_What to produce_: Rewrite the records below as a numbered list with blank lines omitted, beginning at the line that contains "Practice. Place a marker on each instance of the rear side" and stopping after the line that contains "x=363 y=144".

(Excerpts from a point labeling dataset)
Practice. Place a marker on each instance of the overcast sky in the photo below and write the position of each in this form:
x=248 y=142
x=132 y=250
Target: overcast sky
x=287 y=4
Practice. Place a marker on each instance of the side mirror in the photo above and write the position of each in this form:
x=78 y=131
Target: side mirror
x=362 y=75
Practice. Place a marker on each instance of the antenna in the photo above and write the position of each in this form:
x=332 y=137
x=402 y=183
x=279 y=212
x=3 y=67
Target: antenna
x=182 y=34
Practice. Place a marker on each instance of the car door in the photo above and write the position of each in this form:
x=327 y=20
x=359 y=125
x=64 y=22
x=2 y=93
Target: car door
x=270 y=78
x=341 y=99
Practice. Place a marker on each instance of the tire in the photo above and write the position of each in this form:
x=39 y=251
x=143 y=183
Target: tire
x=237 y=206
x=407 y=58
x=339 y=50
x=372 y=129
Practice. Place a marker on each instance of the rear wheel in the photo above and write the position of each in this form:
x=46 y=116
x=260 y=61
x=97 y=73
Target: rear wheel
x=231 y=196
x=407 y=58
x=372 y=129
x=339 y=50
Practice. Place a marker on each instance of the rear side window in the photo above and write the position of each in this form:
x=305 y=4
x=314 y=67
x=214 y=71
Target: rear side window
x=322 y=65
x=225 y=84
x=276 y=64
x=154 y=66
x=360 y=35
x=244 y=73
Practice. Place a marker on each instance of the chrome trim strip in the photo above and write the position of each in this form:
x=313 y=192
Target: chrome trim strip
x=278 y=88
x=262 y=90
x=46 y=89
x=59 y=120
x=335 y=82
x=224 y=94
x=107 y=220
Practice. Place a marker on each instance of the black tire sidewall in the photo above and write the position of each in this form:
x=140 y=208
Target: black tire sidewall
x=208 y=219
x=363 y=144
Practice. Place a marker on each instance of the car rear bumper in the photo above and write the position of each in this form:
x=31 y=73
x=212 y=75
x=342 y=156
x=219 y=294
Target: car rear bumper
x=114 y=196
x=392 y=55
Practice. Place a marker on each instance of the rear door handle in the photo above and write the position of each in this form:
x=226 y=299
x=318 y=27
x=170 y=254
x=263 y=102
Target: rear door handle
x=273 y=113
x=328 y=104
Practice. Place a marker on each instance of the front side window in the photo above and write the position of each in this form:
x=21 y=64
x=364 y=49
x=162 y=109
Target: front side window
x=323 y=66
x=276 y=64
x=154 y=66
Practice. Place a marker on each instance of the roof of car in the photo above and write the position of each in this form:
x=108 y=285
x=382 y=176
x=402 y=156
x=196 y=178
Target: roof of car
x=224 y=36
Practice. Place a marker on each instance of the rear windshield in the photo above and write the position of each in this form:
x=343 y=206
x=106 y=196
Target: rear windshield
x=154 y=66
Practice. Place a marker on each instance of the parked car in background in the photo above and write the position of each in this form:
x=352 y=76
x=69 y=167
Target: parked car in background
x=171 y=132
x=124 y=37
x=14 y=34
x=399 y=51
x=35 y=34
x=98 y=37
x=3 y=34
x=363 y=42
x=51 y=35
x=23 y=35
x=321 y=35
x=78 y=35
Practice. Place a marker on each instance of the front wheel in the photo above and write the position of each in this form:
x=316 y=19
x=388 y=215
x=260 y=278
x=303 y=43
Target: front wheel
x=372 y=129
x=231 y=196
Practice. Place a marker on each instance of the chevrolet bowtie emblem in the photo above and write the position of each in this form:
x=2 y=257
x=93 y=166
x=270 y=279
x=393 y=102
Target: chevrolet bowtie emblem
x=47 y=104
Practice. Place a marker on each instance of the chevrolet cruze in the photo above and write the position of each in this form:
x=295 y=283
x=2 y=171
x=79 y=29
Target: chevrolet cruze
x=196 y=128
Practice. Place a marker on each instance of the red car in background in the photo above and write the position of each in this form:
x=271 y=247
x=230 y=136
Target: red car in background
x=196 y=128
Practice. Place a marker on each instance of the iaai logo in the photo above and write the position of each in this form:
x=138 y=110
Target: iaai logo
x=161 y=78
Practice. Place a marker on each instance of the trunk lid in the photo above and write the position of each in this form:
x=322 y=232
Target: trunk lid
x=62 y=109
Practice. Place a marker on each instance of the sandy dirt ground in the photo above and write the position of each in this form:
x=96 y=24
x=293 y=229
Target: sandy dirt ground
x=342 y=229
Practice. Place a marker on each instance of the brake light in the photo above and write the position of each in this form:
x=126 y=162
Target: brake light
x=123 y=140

_Result of this task_:
1. Practice. Place a marker on each instance of the rear side window in the photo above and write the position of each in this form:
2. x=305 y=4
3. x=314 y=67
4. x=214 y=71
5. Target: rear side window
6. x=322 y=65
7. x=225 y=84
8. x=276 y=64
9. x=154 y=66
10. x=360 y=35
11. x=244 y=73
12. Practice. Place a marker on each instance of the chrome trim strip in the photo above and write the position of each in this form:
13. x=313 y=192
14. Target: chrome trim strip
15. x=278 y=88
16. x=262 y=90
17. x=46 y=89
18. x=59 y=120
19. x=335 y=82
20. x=224 y=94
21. x=107 y=220
22. Practice. Place a marker on each instance of the black tire sidewall in the photo above and write the position of each in this form:
23. x=140 y=208
24. Target: black tire sidewall
25. x=208 y=219
26. x=363 y=144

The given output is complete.